Exercise instructions — Extract every line of the listing below that contains the word "landscaping".

Listed records —
+++

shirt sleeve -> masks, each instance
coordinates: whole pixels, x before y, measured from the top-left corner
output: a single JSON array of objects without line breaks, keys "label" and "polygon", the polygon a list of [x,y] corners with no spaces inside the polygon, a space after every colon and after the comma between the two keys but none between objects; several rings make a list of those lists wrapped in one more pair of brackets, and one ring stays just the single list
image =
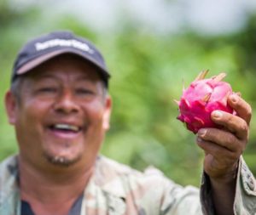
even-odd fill
[{"label": "shirt sleeve", "polygon": [[[200,195],[203,214],[215,215],[210,181],[205,173],[201,179]],[[242,157],[238,166],[233,208],[235,215],[256,214],[255,179]]]}]

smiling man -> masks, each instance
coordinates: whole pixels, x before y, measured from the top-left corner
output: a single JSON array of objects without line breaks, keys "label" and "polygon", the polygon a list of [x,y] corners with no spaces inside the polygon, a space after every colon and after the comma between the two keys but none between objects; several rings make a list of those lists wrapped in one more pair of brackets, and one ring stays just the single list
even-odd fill
[{"label": "smiling man", "polygon": [[198,133],[206,152],[200,195],[159,170],[140,173],[98,155],[109,128],[109,76],[96,48],[69,31],[23,47],[5,97],[19,153],[0,165],[0,214],[255,213],[254,178],[241,157],[247,103],[230,97],[237,116],[213,112],[224,129]]}]

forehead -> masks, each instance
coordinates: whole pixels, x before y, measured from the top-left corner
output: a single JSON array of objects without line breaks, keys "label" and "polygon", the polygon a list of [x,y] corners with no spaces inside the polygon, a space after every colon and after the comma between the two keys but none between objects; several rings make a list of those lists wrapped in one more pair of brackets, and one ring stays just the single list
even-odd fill
[{"label": "forehead", "polygon": [[27,76],[34,78],[44,76],[101,78],[99,71],[95,65],[73,54],[55,57],[27,72]]}]

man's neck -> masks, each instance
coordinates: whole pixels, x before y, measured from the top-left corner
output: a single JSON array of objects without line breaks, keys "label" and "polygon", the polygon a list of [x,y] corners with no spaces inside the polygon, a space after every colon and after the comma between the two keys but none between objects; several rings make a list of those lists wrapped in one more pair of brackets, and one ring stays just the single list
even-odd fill
[{"label": "man's neck", "polygon": [[[64,167],[63,167],[64,168]],[[84,192],[94,167],[56,168],[56,173],[42,173],[20,161],[21,200],[27,201],[37,214],[67,214],[77,198]]]}]

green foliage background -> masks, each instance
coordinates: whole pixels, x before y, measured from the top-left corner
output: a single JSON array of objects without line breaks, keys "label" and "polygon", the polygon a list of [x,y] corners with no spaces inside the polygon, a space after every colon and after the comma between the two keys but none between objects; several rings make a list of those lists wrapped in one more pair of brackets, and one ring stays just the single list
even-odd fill
[{"label": "green foliage background", "polygon": [[[256,107],[256,25],[252,16],[242,31],[222,37],[201,37],[184,31],[157,35],[143,26],[121,20],[115,32],[99,34],[71,15],[42,19],[40,10],[16,10],[7,1],[0,3],[0,160],[17,153],[13,127],[3,105],[9,87],[14,59],[26,41],[57,29],[69,29],[93,41],[105,56],[112,73],[113,99],[111,129],[102,153],[143,170],[148,165],[161,169],[181,184],[198,186],[202,151],[176,117],[173,99],[198,72],[209,76],[225,71],[234,91]],[[256,122],[253,117],[245,160],[256,173]]]}]

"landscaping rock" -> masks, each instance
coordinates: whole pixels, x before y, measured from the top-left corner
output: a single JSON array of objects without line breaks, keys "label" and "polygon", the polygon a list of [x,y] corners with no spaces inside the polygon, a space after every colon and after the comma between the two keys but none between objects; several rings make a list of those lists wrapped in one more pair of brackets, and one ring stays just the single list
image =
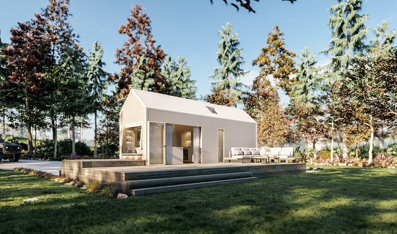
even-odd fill
[{"label": "landscaping rock", "polygon": [[31,198],[25,199],[24,200],[24,202],[35,202],[35,201],[38,200],[38,199],[36,198]]},{"label": "landscaping rock", "polygon": [[118,199],[125,199],[128,198],[128,196],[124,194],[117,194]]}]

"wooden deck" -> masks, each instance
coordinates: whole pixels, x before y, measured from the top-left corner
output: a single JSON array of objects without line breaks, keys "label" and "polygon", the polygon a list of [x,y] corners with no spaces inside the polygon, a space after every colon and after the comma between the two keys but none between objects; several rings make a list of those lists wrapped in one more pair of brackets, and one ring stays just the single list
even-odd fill
[{"label": "wooden deck", "polygon": [[144,166],[123,160],[64,160],[60,174],[120,187],[134,196],[244,182],[304,172],[304,163],[218,163]]}]

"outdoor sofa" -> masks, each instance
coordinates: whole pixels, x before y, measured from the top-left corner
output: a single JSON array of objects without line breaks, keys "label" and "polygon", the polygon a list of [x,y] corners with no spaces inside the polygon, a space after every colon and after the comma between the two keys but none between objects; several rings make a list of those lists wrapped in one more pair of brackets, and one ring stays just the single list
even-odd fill
[{"label": "outdoor sofa", "polygon": [[288,160],[296,162],[302,160],[302,158],[295,157],[295,148],[294,147],[274,147],[274,148],[242,148],[232,147],[229,151],[228,158],[225,160],[230,162],[232,160],[241,160],[242,163],[244,160],[250,160],[250,162],[257,162],[258,160],[263,160],[268,163],[270,160],[280,162],[284,160],[288,163]]}]

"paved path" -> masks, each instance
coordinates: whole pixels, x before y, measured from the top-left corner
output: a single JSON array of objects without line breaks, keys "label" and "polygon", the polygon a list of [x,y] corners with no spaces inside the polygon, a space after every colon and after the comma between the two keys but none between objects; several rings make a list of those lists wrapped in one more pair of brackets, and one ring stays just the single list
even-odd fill
[{"label": "paved path", "polygon": [[0,169],[13,170],[16,168],[28,168],[59,174],[62,162],[60,161],[42,161],[39,160],[20,160],[19,161],[10,162],[8,160],[0,161]]}]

+++

Exercise result —
"landscaping rock" -> masks, each instance
[{"label": "landscaping rock", "polygon": [[31,198],[25,199],[24,200],[24,202],[35,202],[35,201],[38,200],[38,199],[36,198]]},{"label": "landscaping rock", "polygon": [[118,199],[125,199],[128,198],[128,196],[124,194],[117,194]]}]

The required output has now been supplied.